== Referring expression data ==
====
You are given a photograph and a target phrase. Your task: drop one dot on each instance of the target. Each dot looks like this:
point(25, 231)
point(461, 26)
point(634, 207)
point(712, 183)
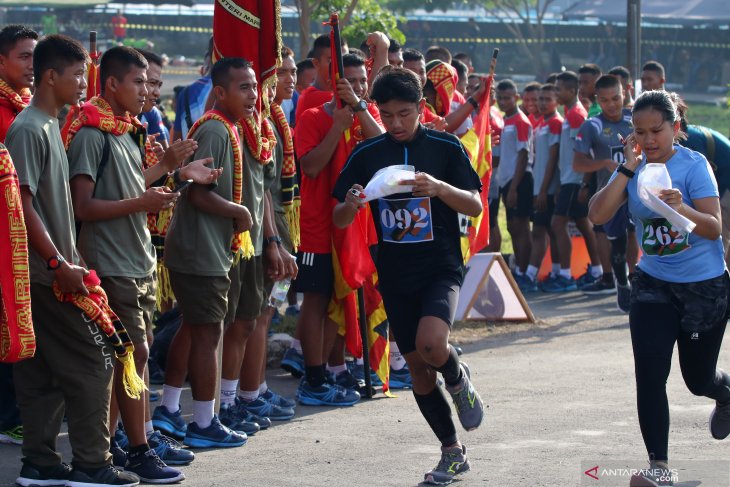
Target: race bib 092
point(406, 220)
point(661, 238)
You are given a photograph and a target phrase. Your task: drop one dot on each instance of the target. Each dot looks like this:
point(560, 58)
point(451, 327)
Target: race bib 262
point(406, 220)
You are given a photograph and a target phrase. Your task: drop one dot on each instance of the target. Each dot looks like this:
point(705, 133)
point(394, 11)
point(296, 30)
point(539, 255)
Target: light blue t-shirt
point(669, 254)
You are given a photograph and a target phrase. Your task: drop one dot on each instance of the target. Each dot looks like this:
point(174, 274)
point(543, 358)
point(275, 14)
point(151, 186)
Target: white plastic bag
point(652, 179)
point(387, 181)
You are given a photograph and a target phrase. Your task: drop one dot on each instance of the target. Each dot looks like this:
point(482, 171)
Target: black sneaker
point(453, 462)
point(101, 477)
point(150, 469)
point(31, 474)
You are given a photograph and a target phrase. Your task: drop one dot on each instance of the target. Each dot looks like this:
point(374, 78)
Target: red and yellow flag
point(478, 144)
point(250, 29)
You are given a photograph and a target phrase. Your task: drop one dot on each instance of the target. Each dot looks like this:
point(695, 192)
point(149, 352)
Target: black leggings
point(655, 327)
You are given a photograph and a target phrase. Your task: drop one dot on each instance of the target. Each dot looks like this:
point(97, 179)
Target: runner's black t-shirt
point(419, 238)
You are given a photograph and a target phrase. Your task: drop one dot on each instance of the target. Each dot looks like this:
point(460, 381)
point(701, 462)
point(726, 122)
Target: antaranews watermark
point(610, 472)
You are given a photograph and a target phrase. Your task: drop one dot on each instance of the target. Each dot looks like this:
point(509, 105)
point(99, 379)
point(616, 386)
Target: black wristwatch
point(360, 106)
point(625, 171)
point(54, 262)
point(273, 238)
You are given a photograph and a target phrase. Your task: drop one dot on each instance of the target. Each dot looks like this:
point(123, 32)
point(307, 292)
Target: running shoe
point(172, 424)
point(623, 298)
point(453, 462)
point(170, 451)
point(560, 284)
point(657, 475)
point(214, 436)
point(150, 469)
point(31, 474)
point(261, 407)
point(12, 436)
point(278, 400)
point(119, 455)
point(720, 416)
point(325, 395)
point(599, 287)
point(586, 279)
point(469, 405)
point(230, 417)
point(108, 475)
point(293, 362)
point(401, 378)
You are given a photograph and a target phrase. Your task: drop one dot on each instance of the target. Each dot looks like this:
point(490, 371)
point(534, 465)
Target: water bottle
point(279, 292)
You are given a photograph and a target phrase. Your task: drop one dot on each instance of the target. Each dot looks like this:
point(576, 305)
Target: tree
point(357, 19)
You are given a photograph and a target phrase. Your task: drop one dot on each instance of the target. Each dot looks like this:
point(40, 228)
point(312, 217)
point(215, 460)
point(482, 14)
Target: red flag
point(250, 29)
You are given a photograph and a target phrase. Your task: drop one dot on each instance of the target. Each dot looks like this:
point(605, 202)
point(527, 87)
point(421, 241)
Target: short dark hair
point(590, 68)
point(569, 78)
point(410, 54)
point(220, 74)
point(117, 62)
point(11, 34)
point(321, 44)
point(461, 69)
point(438, 52)
point(56, 52)
point(394, 45)
point(621, 72)
point(393, 83)
point(506, 84)
point(352, 60)
point(151, 57)
point(532, 86)
point(608, 81)
point(304, 65)
point(287, 52)
point(655, 66)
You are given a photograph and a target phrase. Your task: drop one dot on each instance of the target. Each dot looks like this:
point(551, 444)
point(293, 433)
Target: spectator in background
point(190, 104)
point(119, 26)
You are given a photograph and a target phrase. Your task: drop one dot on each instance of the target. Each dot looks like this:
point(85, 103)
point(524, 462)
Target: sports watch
point(54, 262)
point(360, 106)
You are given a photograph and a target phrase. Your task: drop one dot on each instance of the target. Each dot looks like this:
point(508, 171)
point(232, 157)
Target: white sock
point(171, 398)
point(397, 362)
point(203, 412)
point(228, 392)
point(248, 396)
point(336, 369)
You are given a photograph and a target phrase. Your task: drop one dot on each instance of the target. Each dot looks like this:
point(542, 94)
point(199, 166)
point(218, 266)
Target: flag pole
point(364, 337)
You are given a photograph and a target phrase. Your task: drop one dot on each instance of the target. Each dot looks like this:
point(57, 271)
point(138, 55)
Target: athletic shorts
point(134, 301)
point(201, 299)
point(524, 198)
point(246, 294)
point(567, 203)
point(405, 309)
point(316, 273)
point(543, 218)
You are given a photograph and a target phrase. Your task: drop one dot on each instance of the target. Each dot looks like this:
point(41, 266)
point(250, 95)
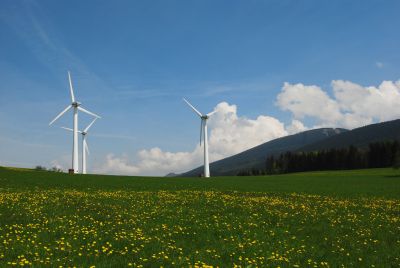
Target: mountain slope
point(255, 157)
point(359, 137)
point(312, 140)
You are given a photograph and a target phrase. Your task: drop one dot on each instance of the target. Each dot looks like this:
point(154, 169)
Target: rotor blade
point(87, 128)
point(66, 128)
point(60, 114)
point(210, 114)
point(86, 147)
point(71, 88)
point(201, 130)
point(194, 109)
point(86, 111)
point(70, 129)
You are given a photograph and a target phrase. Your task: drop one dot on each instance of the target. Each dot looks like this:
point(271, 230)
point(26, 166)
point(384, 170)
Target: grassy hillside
point(349, 183)
point(327, 219)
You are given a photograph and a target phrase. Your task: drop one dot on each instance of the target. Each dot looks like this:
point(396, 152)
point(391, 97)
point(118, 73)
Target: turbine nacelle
point(76, 104)
point(203, 134)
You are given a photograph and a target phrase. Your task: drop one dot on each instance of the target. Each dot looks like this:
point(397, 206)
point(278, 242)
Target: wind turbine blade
point(194, 109)
point(87, 128)
point(210, 114)
point(86, 147)
point(86, 111)
point(60, 114)
point(71, 88)
point(201, 130)
point(66, 128)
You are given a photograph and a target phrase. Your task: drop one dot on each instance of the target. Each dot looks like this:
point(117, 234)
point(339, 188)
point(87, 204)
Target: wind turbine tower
point(203, 134)
point(85, 147)
point(76, 106)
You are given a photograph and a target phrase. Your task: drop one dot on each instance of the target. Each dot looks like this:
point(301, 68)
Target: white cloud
point(229, 134)
point(351, 106)
point(295, 127)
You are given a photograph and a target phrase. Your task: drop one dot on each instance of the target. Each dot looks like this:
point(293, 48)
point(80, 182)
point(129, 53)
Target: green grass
point(321, 219)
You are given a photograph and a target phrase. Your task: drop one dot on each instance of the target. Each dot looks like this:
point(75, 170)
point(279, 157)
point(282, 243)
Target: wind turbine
point(203, 133)
point(85, 148)
point(76, 106)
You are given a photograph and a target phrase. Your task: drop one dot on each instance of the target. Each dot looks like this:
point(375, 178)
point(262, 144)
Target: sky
point(269, 69)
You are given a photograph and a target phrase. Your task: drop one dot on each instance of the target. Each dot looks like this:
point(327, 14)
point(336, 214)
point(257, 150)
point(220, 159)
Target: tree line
point(376, 155)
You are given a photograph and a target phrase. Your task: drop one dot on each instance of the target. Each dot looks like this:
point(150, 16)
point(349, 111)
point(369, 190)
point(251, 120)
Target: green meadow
point(316, 219)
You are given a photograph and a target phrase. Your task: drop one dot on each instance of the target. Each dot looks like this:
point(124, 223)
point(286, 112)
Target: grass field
point(320, 219)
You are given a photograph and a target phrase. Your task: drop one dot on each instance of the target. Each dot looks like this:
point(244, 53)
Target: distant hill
point(255, 157)
point(311, 140)
point(359, 137)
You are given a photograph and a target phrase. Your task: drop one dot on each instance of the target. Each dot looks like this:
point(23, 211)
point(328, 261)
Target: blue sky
point(133, 61)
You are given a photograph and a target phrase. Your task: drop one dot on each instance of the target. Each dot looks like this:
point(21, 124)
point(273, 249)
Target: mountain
point(311, 140)
point(359, 137)
point(255, 157)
====
== The task ==
Pictures excluded, repeat the records exactly from their opening line through the line containing "point(374, 78)".

== Answer for this exercise ==
You are given a photograph and a target phrase. Your task: drop one dot on each instance of the target. Each dot looks like this:
point(25, 231)
point(461, 26)
point(634, 207)
point(712, 183)
Target: race bib 092
point(406, 220)
point(661, 238)
You are given a photograph and a target phrase. Your task: drop one dot on each instance of the target. Each dot looks like this:
point(560, 58)
point(451, 327)
Target: race bib 262
point(406, 220)
You are given a photograph and a target phrase. Your task: drop one dot on each instance of the target. Each dot looks like this:
point(705, 133)
point(394, 11)
point(296, 30)
point(539, 255)
Target: light blue t-shirt
point(669, 254)
You are given a photograph and a target phrase. Your task: drop one dot on each instance of the target. Each dot looks like this:
point(174, 274)
point(543, 358)
point(275, 14)
point(151, 186)
Target: white plastic bag
point(652, 179)
point(387, 181)
You are given a photograph and a target phrase. Your task: drop one dot on each instance of the target. Each dot looks like this:
point(482, 171)
Target: black sneaker
point(453, 462)
point(101, 477)
point(150, 469)
point(31, 474)
You are given a photograph and a target phrase. Your task: drop one dot on each instance of the target. Each dot looks like this:
point(374, 78)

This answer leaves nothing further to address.